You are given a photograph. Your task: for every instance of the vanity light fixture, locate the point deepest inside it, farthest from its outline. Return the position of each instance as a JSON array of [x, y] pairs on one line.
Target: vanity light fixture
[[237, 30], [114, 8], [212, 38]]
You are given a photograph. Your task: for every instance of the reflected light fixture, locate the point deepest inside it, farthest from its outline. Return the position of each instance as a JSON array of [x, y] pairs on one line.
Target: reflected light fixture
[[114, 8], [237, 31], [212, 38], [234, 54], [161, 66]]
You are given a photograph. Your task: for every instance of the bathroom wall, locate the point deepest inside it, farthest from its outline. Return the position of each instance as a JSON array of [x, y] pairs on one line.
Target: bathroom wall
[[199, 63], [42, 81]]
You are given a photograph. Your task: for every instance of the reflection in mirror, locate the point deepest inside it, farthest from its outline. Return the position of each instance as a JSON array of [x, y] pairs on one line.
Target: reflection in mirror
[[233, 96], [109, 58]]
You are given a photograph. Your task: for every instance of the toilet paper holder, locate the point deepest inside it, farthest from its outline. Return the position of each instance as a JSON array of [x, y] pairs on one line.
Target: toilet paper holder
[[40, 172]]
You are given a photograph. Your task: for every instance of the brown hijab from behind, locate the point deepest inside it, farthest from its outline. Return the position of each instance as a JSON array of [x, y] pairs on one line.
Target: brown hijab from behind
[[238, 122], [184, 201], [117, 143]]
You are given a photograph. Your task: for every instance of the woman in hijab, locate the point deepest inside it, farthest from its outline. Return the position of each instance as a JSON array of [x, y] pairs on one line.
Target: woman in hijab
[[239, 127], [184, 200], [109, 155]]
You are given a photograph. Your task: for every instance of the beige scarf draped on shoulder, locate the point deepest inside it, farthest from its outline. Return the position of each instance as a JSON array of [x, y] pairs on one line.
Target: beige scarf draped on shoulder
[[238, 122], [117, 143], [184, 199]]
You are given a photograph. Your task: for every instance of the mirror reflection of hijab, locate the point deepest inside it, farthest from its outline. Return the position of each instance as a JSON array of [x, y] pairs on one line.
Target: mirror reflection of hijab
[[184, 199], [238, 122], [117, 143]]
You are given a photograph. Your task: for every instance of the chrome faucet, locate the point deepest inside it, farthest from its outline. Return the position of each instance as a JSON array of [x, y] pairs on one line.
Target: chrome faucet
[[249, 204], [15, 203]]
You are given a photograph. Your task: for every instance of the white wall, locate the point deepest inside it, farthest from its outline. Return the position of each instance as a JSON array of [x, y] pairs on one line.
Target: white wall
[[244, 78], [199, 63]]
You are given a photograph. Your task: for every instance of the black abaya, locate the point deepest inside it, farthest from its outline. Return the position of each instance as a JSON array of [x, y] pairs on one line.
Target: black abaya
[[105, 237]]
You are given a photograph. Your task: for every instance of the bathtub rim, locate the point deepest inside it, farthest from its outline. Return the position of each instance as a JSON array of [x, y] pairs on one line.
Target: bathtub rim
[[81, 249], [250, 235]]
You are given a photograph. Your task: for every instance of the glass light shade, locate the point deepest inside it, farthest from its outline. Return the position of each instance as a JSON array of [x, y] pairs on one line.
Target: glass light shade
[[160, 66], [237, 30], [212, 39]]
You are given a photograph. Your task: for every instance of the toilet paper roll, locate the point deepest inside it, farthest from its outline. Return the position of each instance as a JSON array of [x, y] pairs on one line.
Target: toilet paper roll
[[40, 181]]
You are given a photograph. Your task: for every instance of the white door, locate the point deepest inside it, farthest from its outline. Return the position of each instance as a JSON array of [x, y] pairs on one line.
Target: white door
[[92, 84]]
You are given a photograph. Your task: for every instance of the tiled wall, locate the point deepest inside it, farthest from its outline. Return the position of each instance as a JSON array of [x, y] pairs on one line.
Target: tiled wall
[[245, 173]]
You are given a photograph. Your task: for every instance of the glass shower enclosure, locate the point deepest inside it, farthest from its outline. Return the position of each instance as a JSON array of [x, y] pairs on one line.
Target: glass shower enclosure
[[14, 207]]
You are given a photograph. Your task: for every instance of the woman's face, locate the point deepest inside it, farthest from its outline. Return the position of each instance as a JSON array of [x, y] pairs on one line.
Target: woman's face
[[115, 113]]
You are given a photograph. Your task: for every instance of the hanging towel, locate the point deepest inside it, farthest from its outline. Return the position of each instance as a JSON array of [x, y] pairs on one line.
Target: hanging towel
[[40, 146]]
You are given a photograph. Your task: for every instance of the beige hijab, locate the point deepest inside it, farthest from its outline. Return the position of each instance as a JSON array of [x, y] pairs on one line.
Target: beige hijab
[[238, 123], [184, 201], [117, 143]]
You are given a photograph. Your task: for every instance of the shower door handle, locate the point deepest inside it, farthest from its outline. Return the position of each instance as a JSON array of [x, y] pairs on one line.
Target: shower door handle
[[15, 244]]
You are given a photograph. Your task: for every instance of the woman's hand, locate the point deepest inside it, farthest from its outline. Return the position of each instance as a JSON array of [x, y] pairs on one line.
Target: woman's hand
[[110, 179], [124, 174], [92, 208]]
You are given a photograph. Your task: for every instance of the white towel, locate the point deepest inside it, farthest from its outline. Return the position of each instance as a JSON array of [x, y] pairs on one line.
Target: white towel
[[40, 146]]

__________________________________________________

— Goal of the exercise —
Set down every entry exactly as it appears.

— Final answer —
You are given a photograph. Your task: for every instance of the vanity light fixture, locate the point deepest inside it, farthest from its outline. Return the position of each instance as a JSON array of [x, y] pairs on one line.
Target: vanity light fixture
[[237, 30], [114, 8], [212, 38]]
You are given a photograph. Your task: for every instance of the reflected light fixture, locate the point deepest inside it, farthest from its outline. Return the position of each instance as a JSON array of [x, y] pairs on one line.
Target: reflected light fixture
[[114, 8], [237, 31], [212, 38], [234, 54], [161, 66]]
You are given a photograph. Your task: for every instance of the bathroom wall, locate the point deepest inside it, farthest from its outline. Return the position of each instance as a JSON array of [x, y] pairs on one line.
Target: bathroom wall
[[199, 63], [42, 81]]
You are given a photograph. Your task: for every instance of the reflection in mirror, locate the point deepest inside it, farthest from its outline. Return the position of each instance as a JSON array of [x, y] pairs on one line.
Target: reflection in mirror
[[233, 96], [109, 58]]
You are given a photograph. Your task: for every instance of the toilet paper holder, locate the point deepest inside it, farthest from its outline. Return the position of each instance as a JSON array of [x, y] pairs on one line.
Target: toilet paper holder
[[40, 172]]
You are given a photograph. Your task: for every instance of the brown hijab from behind, locate the point deepest inside it, farthest from its outline. Return the position of each instance as a JSON array of [x, y] pairs on one line.
Target: brown hijab from behind
[[238, 122], [184, 201], [117, 143]]
You are given a photograph. Your task: for every instance of the woman in hijab, locate the point deepest inside it, farthest from its outline. Return the position of each instance as a JSON array of [x, y] pairs on one line.
Target: woman in hijab
[[239, 127], [184, 200], [109, 155]]
You are given a photograph. Your task: for every instance of the beige scarf draped on shoulder, locate the point deepest inside it, farthest from its outline. Return the position of each instance as a JSON array of [x, y] pairs on one line.
Target: beige scarf draped on shoulder
[[238, 122], [117, 143], [184, 199]]
You are given a photograph. Your task: for every instance of the mirror reflection of hijab, locate the point deepest inside it, farthest from its outline. Return the position of each instance as a JSON array of [x, y] pairs on one line.
Target: mirror reflection of hijab
[[184, 199], [238, 122], [117, 143]]
You are given a photograph. Your task: for every instance of the chrome faucet, locate the point deepest inside it, farthest from its outline. Return the position of each instance as a JSON array of [x, y] pairs on one line.
Target: chrome faucet
[[249, 204], [15, 203]]
You are given a photograph. Your task: for every instance of the white wall, locate the point deepest inside it, farthest from its outline. Return the position of each instance as a JSON array of [x, y] pairs on one line.
Target: white wall
[[244, 78], [199, 63]]
You are given a photograph. Your task: for every instance of the black abaya, locate the point deepest inside it, farthest from its outline. Return the position of each instance as a JSON array of [x, y] pairs on one line.
Target: black abaya
[[105, 237]]
You are given a photograph. Your task: for every instance of the bathtub rim, locate the point deepest inside it, farthest from its outline. Return the position of each instance as a JSON array of [x, y] pairs on one line.
Target: bathtub rim
[[81, 249], [250, 235]]
You are given a photograph. Your task: for every instance of the glass light shade, locate the point deepest inside it, farthest from its outline. Return the position of each instance as a JSON array of [x, y] pairs on one line.
Target: glass light shade
[[160, 66], [237, 30], [212, 39]]
You are given a photograph. Your task: for every instance of the toilet paper roll, locate the point deepest inside it, farthest from its outline. Return the position of each instance as a JSON array of [x, y] pairs on one line.
Target: toilet paper roll
[[40, 181]]
You are given a photograph. Your task: for every instance of the white door, locate the point deepest inside it, farthest from its outline. Return the position of each instance as a JSON array of [x, y] pairs on one line.
Target: white door
[[92, 84]]
You are given a photograph. Your task: for every instance of the tiled wall, locate the point deepest inside it, farthest from its outline. Return the position of each instance as a JSON array of [x, y] pairs on one line.
Target: tiled wall
[[245, 173]]
You are given a photograph. Your task: for every instance of the glass shower enclosure, locate the point deepest inside it, farthest from its outline. Return the position of each instance as a JSON array of [x, y] pairs on one line.
Target: glass shower enclosure
[[14, 207]]
You are given a photograph. Your task: for every instance of the woman's face, locate the point deepest inside it, farthest from its outline. Return the position of each instance as a JSON array of [x, y] pairs on one line.
Target: woman's face
[[115, 113]]
You are given a photograph. Your task: for every instance of the hanging towel, locate the point deepest inside it, farthest from its outline. Return the position of each instance as a JSON array of [x, y] pairs on one line.
Target: hanging towel
[[40, 146]]
You are given a photograph. Your task: for every instance of the beige hijab, locate the point deepest inside it, farthest from its outline. Return the position of each instance as a JSON array of [x, y] pairs on one line.
Target: beige hijab
[[238, 123], [184, 201], [117, 143]]
You are given a photograph. Your task: for every instance of the shower door handle, locate the point deepest inside it, farthest from its outline. Return the position of each instance as a JSON array of [x, y] pairs on one line.
Target: shower door handle
[[15, 244]]
You are given a photograph. Your task: for every instance of the woman's hand, locate the point deepest inside it, farthest from its outline. Return the position of each instance as a JSON array of [x, y] pairs on one line.
Target: woman's hand
[[110, 179], [124, 174], [92, 208]]
You are given a photograph. Your task: for every instance of the white towel, locate the point deepest inside it, farthest from its outline. Return the position of each instance as a JSON array of [x, y] pairs on one line.
Target: white towel
[[40, 146]]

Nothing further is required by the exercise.